#### Исходный текст ####
Страница 4 из 7
(3) О других вопросах я говорил уже немало и буду говорить еще не раз; но в этой книге, которую я тебе посылаю, речь идет о старости, причем всю беседу я веду не от лица Тифона, как поступил Аристон Кеосский (ведь сказание едва ли показалось бы кому-нибудь убедительным), а от лица старика Марка Катона, чтобы придать своей речи бо́льшую убедительность. Рядом с ним я изображаю Лелия и Сципиона, удивляющимися тому, что Катон переносит старость так легко, а его – отвечающим им. Если покажется, что он рассуждает более учено, чем обыкновенно рассуждал в своих книгах, то припиши это влиянию греческой литературы, которую он, как известно, в старости усердно изучал. Но к чему много слов? Ведь речь самого́ Катона разъяснит тебе все то, что я думаю о старости.
(II, 4) Сципион. – Вместе с присутствующим здесь Гаем Лелием я очень часто изумляюсь, Марк Катон, как твоей выдающейся и достигающей совершенства мудрости, так особенно тому, что я ни разу не почувствовал, что тебе тяжка старость, которая большинству стариков столь ненавистна, что они утверждают, что несут на себе бремя тяжелее Этны.
#### Предоставленные сведения ####
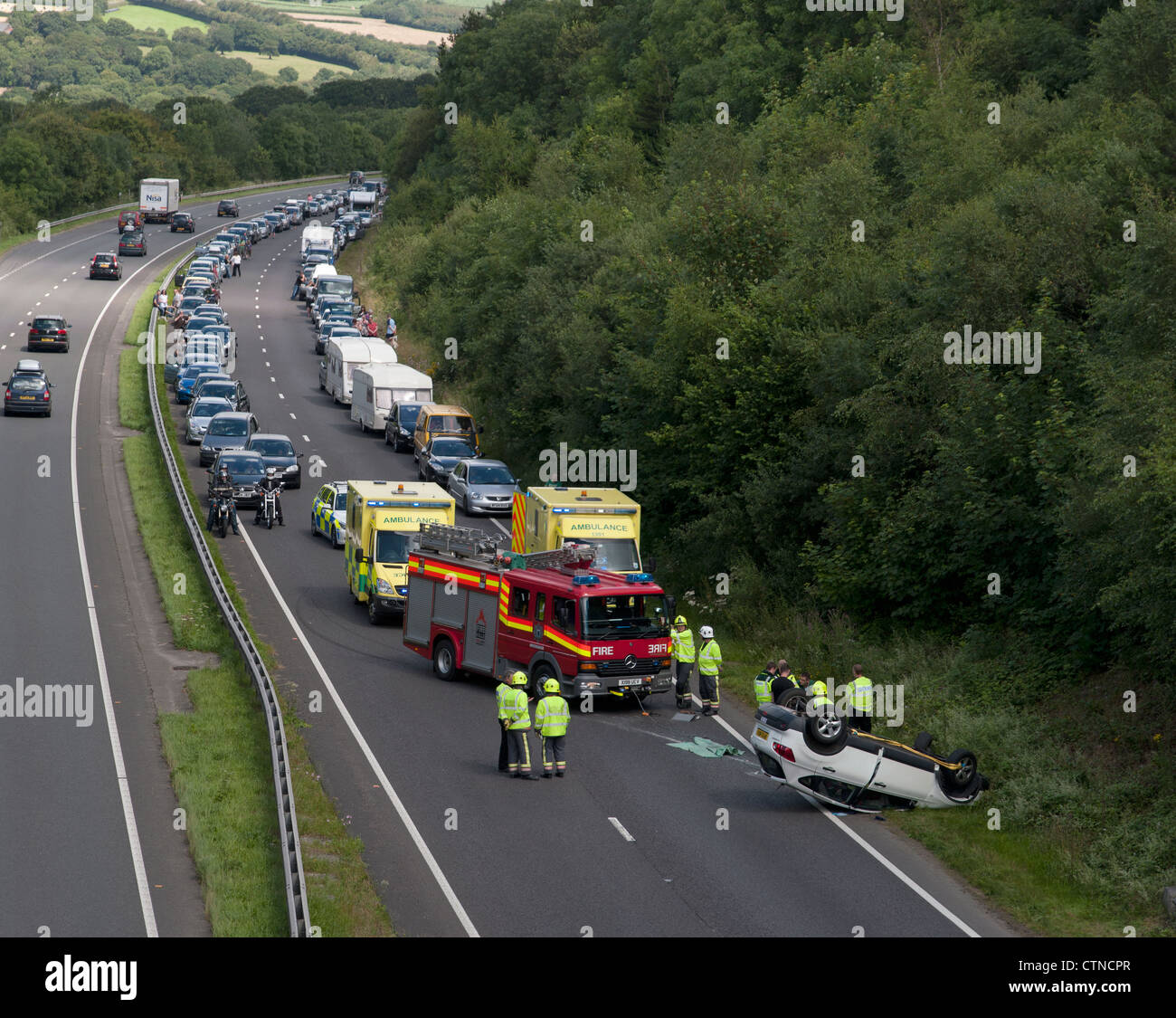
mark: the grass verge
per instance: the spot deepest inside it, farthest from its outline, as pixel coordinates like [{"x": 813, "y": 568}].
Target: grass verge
####
- Задание 1
Пожалуйста, ответьте по тексту о старости на три вопроса:
(a) От чьего лица вел беседу Аристон Кеосский?
(b) Какую литературу Катон, как известно, усердно изучал в старости?
(c) Тяжелее какой горы, по словам стариков, бремя, которое они несут?
- Задание 2
Назовите все имена людей и персонажей, которые упомянуты в тексте о старости.
- Задание 3
Продолжите текст о старости, начав сразу после его последнего предложения.
Список здесь никакой роли не играет.

- Письменный ответ 1
(a) От лица Тифона.
(b) Греческую литературу.
(c) Тяжелее Этны.

- Письменный ответ 2
Тифон, Аристон Кеосский, Марк Катон, Гай Лелий, Сципион.

- Письменный ответ 3
Катон. – Вы, Сципион и Лелий, мне кажется, изумляетесь не особенно трудному делу. Тем людям, у которых у самих нет ничего, что позволяло бы им жить хорошо и счастливо, тяжек любой возраст; но тем, кто ищет всех благ в само́м себе, не может показаться злом ничто основанное на неизбежном законе природы, а в этом отношении на первом месте стоит старость. Достигнуть ее желают все, а достигнув, ее же винят. Такова непоследовательность и бестолковость неразумия! Старость, говорят они, подкрадывается быстрее, чем они думали. Прежде всего, кто заставлял их думать неверно? И право, как может старость подкрасться к молодости быстрее, чем молодость – к отрочеству? Затем, каким образом старость могла бы быть на восьмисотом году жизни менее тяжкой, чем на восьмидесятом? Ибо, когда годы уже истекли, то – какими бы долгими они ни были – неразумной старости не облегчить никаким утешением. (5) И вот, если вы склонны изумляться моей мудрости, – о, если бы она была достойна вашего мнения и моего прозвания! – то я мудр в том, что следую природе, наилучшей руководительнице, как бы божеству, и повинуюсь ей; ведь трудно поверить, чтобы она, разграничив прочие части жизни, могла, словно она – неискусный поэт, пренебречь последним действием. Ведь что-то должно прийти к концу и, подобно ягодам на кустах и земным плодам, вовремя созрев, увянуть и быть готовым упасть. Мудрому надо терпеть это спокойно. И право, разве это сопротивление природе не похоже на борьбу гигантов с богами?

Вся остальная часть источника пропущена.